RECORDS PROVIDED
^^^^^^^^^^^^^^^^
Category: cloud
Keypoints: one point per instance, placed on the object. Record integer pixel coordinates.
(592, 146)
^^^^^^^^^^^^^^^^
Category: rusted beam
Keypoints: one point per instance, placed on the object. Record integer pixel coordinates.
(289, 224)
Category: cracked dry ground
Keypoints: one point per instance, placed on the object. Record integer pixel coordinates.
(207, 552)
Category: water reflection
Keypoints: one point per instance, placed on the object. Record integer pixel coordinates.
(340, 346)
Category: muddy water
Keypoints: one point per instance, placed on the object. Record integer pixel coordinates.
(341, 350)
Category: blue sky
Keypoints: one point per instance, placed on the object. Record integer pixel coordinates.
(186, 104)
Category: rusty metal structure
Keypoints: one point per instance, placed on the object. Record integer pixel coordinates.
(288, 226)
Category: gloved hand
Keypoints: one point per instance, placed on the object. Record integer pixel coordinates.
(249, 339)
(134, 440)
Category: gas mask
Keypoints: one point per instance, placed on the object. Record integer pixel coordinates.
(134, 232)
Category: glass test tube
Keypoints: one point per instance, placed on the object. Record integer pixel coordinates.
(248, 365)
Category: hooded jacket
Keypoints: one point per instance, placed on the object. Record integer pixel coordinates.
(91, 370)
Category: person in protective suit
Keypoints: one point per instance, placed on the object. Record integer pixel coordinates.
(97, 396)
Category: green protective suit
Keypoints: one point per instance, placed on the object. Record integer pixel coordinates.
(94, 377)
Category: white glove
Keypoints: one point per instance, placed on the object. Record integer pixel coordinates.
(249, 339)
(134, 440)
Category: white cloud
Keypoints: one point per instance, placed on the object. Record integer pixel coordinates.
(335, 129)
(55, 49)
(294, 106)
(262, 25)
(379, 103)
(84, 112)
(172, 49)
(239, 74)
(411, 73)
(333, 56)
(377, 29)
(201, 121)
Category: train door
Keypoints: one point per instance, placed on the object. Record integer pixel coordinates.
^^^^^^^^^^^^^^^^
DIRECTIONS
Report each line of the items above that contains the string "suit", and copy each such line in full. Matching is case-sensitive.

RESULT BELOW
Category: person in protective suit
Category: green protective suit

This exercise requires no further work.